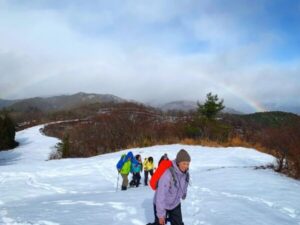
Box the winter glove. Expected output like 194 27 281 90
159 217 165 225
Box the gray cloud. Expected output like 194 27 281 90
0 0 299 113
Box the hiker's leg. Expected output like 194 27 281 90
130 174 136 187
121 174 128 190
144 170 149 185
150 169 154 177
134 173 139 187
134 173 139 186
124 174 129 187
168 204 183 225
136 172 141 187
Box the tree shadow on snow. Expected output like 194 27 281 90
0 137 31 166
0 149 22 166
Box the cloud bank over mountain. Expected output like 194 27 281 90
1 0 300 112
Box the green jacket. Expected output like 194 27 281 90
120 160 131 175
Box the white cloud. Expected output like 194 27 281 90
0 1 299 113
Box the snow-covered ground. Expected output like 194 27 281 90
1 125 300 225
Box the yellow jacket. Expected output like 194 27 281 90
143 158 154 171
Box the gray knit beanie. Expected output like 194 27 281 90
176 149 191 163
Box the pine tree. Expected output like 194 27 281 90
197 92 225 120
56 134 70 158
62 135 70 158
0 110 17 150
185 93 230 141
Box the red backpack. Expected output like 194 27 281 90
150 159 175 190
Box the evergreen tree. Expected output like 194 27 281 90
56 134 70 158
185 93 230 141
62 135 70 158
0 110 17 150
197 92 225 120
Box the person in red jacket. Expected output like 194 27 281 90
158 153 169 166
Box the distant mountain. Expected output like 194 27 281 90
2 92 126 112
0 99 18 109
159 101 198 112
264 103 300 115
228 111 299 125
222 107 244 115
156 100 243 114
284 106 300 115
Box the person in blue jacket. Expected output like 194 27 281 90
116 151 139 190
130 154 143 187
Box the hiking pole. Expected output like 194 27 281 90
116 172 120 192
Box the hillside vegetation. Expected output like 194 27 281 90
3 93 300 179
42 94 300 179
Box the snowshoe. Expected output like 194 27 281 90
129 180 136 187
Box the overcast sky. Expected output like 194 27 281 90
1 0 300 112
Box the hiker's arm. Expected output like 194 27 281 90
131 157 139 165
182 174 189 200
155 171 171 219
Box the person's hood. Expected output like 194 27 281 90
172 160 187 176
126 151 139 164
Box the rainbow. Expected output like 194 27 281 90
212 82 266 112
1 73 267 113
195 74 267 113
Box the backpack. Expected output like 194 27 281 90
149 160 177 190
116 154 126 171
116 151 139 171
131 162 142 173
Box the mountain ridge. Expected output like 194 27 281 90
0 92 126 112
1 92 299 115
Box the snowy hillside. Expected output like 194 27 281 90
1 125 300 225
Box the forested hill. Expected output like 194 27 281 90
226 111 300 127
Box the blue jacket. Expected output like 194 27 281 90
116 151 139 171
131 162 142 173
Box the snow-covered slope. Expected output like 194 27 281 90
0 125 300 225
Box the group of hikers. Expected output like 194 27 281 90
116 149 191 225
116 152 166 190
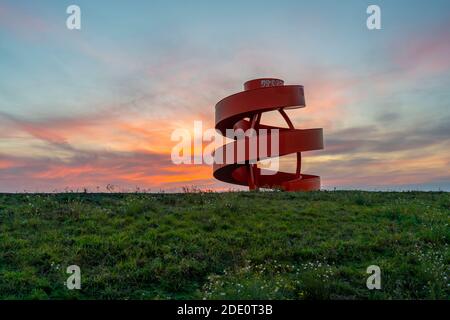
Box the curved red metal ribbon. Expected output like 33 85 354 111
213 78 324 191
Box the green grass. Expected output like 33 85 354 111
0 191 448 300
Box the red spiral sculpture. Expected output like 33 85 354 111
213 78 324 191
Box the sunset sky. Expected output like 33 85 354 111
1 0 449 192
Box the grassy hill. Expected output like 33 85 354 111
0 191 448 300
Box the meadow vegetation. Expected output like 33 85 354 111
0 191 448 299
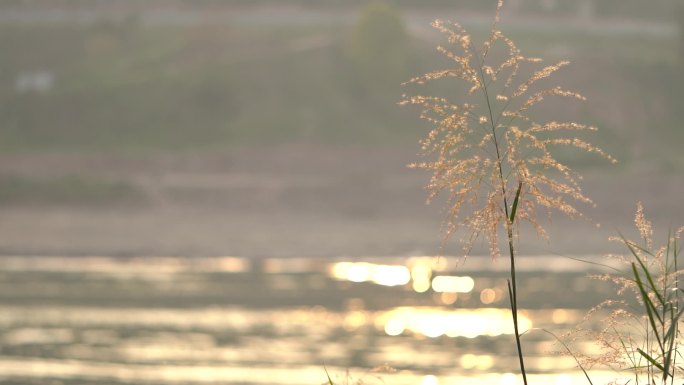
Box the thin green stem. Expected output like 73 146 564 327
673 236 679 385
507 223 527 385
475 48 528 385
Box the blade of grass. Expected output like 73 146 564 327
509 181 523 223
614 328 641 378
324 364 335 385
625 238 666 307
540 328 594 385
632 263 665 353
553 253 624 273
637 348 666 372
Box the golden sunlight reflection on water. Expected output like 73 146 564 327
0 255 622 385
0 356 622 385
420 374 439 385
376 307 532 338
431 275 475 293
331 262 411 286
331 261 477 295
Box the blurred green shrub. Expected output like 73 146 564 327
0 175 143 205
345 2 410 94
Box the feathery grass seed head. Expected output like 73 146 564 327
401 3 614 256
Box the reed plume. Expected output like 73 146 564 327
401 1 614 383
401 4 614 257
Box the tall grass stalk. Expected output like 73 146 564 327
401 1 614 382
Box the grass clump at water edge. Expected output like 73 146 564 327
568 204 684 385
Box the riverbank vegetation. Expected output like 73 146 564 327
0 1 682 166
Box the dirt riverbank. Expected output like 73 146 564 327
0 144 681 258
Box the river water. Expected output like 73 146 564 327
0 255 630 385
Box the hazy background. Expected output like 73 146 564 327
1 0 683 258
0 2 683 384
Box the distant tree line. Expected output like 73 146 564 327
4 0 681 20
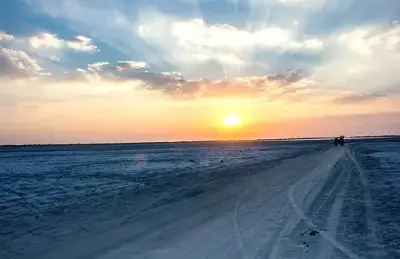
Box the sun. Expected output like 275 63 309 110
223 114 241 127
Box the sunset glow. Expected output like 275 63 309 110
223 114 241 128
0 1 400 144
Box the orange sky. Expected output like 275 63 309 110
1 81 399 144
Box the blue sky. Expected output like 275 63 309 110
1 0 400 143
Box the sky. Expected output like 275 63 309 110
0 0 400 144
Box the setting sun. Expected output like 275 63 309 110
223 114 241 127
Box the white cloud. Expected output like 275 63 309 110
161 71 183 78
0 31 14 41
88 62 110 72
312 24 400 91
137 12 323 76
139 16 321 52
0 47 49 79
0 32 97 73
27 33 99 53
290 39 324 52
85 61 148 73
67 60 148 82
28 33 63 49
67 35 98 52
116 61 147 71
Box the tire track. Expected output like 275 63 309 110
346 149 377 239
264 149 343 259
267 161 328 259
234 190 251 259
346 147 387 257
234 156 321 259
287 149 361 259
286 152 349 259
315 160 351 259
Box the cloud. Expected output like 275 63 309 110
28 33 98 53
0 47 49 79
0 31 99 69
137 12 323 76
86 61 147 73
9 0 400 103
67 35 98 52
332 93 389 104
67 63 309 100
49 55 60 62
1 31 98 66
116 61 147 71
87 62 110 72
0 31 14 41
311 24 400 91
64 60 148 83
28 33 63 49
267 70 303 85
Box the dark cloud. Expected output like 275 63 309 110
67 61 306 99
115 70 305 99
267 71 303 85
333 93 389 104
125 71 303 99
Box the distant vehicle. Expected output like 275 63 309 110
334 137 339 146
334 136 345 146
340 135 345 146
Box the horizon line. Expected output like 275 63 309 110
1 135 399 147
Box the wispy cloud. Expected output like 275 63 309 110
0 31 99 69
28 33 98 52
332 93 389 104
67 35 98 52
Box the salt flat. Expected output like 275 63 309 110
1 139 399 259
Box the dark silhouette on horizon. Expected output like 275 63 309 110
334 135 345 146
339 135 345 146
334 137 339 146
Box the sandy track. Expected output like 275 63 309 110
35 146 390 259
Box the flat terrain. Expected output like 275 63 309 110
1 139 399 258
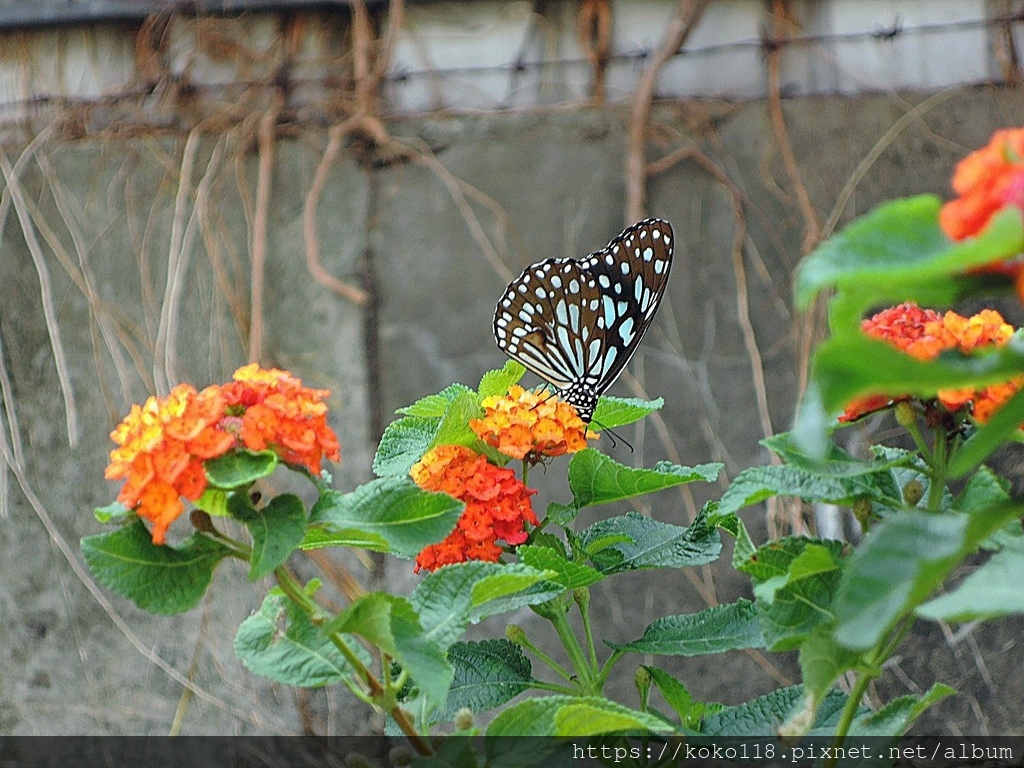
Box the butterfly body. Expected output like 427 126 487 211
493 218 674 423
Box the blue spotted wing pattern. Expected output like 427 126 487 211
493 218 673 423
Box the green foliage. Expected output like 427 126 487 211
309 477 463 559
83 182 1024 747
440 640 533 721
81 520 231 615
235 587 368 687
575 508 721 573
205 449 278 488
609 600 765 656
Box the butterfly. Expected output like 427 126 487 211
493 218 673 424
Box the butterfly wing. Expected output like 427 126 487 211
493 218 673 420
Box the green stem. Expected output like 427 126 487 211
902 411 933 464
926 427 949 512
515 629 576 683
596 649 625 687
529 680 581 695
549 609 598 692
824 667 875 768
580 598 599 670
273 567 432 754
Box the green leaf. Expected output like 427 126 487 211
568 449 721 509
397 383 475 417
387 599 454 712
702 686 850 737
717 462 904 518
591 396 664 429
797 625 865 720
955 465 1011 512
834 503 1024 650
326 591 452 711
373 416 440 477
949 386 1024 478
310 477 462 559
486 695 671 736
609 599 764 656
81 520 231 615
741 538 845 651
577 509 721 574
806 332 1024 421
244 493 307 580
194 487 229 517
93 501 133 524
848 683 955 737
439 639 533 722
234 589 361 687
298 527 389 552
517 545 604 589
429 391 484 450
411 562 562 651
644 666 707 729
917 538 1024 621
204 449 278 488
794 196 1024 310
478 361 525 398
762 432 923 478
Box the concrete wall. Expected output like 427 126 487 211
2 87 1024 734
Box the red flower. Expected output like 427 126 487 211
410 445 538 572
939 128 1024 301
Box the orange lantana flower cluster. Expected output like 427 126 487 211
470 385 593 463
106 365 340 544
841 303 1022 423
939 128 1024 301
410 444 538 572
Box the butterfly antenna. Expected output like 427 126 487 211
590 419 633 453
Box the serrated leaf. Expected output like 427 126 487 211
577 509 721 574
717 463 904 518
429 391 484 450
397 383 475 417
644 666 704 729
517 545 603 589
847 683 954 737
795 196 1024 310
245 493 307 580
763 432 923 478
591 396 664 429
373 416 440 477
81 520 231 615
412 562 562 651
486 695 671 736
569 449 721 509
546 502 578 526
234 589 361 687
204 449 278 488
742 538 845 651
834 503 1024 650
479 361 525 398
917 537 1024 621
609 599 764 656
309 477 462 559
702 686 851 737
439 639 533 722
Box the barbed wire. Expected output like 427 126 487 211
0 9 1020 119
....
Directions:
In the listing above, take the line containing "Box the barbed" as the start and write out every line through the last one exactly, with nothing added.

Task result:
Box the barbed wire. Expected output like 427 126 487 211
0 9 1020 119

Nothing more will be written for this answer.